◆ **THINGS TO DO**
- a) Copy the passage of the discussion from "Apple's scalability quest" to "closer, but not yet done." word for word.
- b) Answer these questions from the discussion:
(i) Which versions of NT did the first writer use?
(ii) Since what year has ONTAP GX been shipping?
(iii) Around what year did Apple and NetApp begin their "scalability quests"?

◆ **GIVEN TEXT**
I used NT 3.1, 3.50, and 3.51. None of those versions had good driver support and MS never admitted it. I was involved in purchasing a network of machines for the specific purpose of running NT 3.51. I selected hardware from the MS Hardware Compatability List (HCL) and the machines crashed repeatedly. I needed to replace the SCSI controllers and video cards to get them going.

Not that early versions of NT were particularly robust even when you had good drivers. It wasn't until a long time after the initial release of NT4 that they got it working reasonably well.

As for keeping the installed base happy, as far as I recall MS customer happiness peaked in 1990 and went steadily downhill. Even in 1993 the MS monopoly position was well known.

I like the Apple graph. It helps put the timeline of NetApp's Spinnaker integration into proper perspective by showing how long it took both companies to ship their visions.

I find the timing of Snow Leopard's release and NetApp's DataONTAP 8.0 announcement the same weeks quite ironic!

What about the timeline involved in these transitions? I guess Apple still has a MUCH better track record then ntap. Think how long ago Spinnaker was purchased until DOT8 hits the "mainstream" market...
Still some way to go, Val ;)

But keep in mind that ONTAP GX (based on the Spinnaker acquisition) has already been shipping since 2006...

@Peter, It's a loose analogy to be sure, but I think rather a valid one. Both companies began their "scalability quests" around 2003, and both are nearing completion but not yet done.

Apple's scalability quest is to fully utilize the multi-score 64bit CPU and 128bit GPU technologies via "processor scale-out". They are getting closer, but not yet done.

NetApp's scalability quest is to fully utilize Spinnaker technology for storage scale-out. I would argue they accomplished that with GX, but adding the additional WAFL features (moving target with SAN, thin provisioning, dedupe et al) is taking more time.

I get the sense that true 64bit Grand Central and 128bit fully parallel OpenCL apps for Apple OSX will appear about the same time as fully converged Data ONTAP 8.x with SAN & Object Store.

@Nils, makes sense when looking at it this way.

For my point of view, these are totally different Painpoints.
The Pain on a MacBook is not the same, when te OS running on it is not fully utilizing the available Processor Power or GPU.
The Pain in my Storage Backend (or Cloud) is much bigger, if the OS is not providing the scalability and flexibility (and features, GX is very much stripped down compared to 7G).

@Geert
Shipping and providing features (FCP, iSCSI, support for SnapManager Family) is not really the same... And this is still far away!

◆ **DATA SECTION**
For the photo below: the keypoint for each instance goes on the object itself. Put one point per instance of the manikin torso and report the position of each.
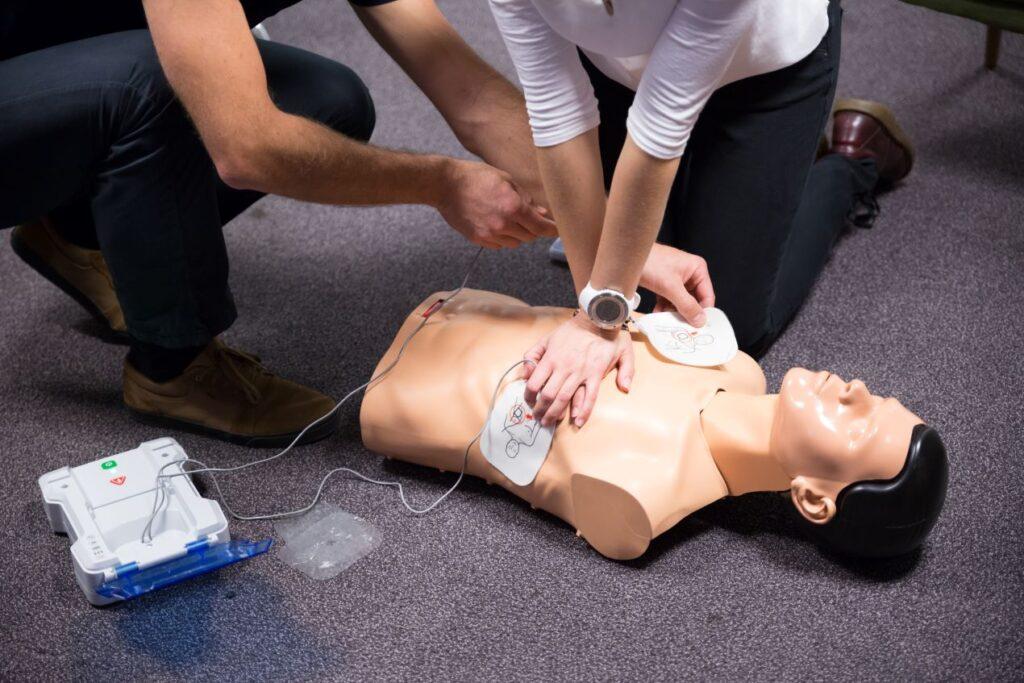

◆ **SOLUTIONS PER TASK**
- a)
Apple's scalability quest is to fully utilize the multi-score 64bit CPU and 128bit GPU technologies via "processor scale-out". They are getting closer, but not yet done.

- b)
(i) NT 3.1, 3.50, and 3.51
(ii) 2006
(iii) 2003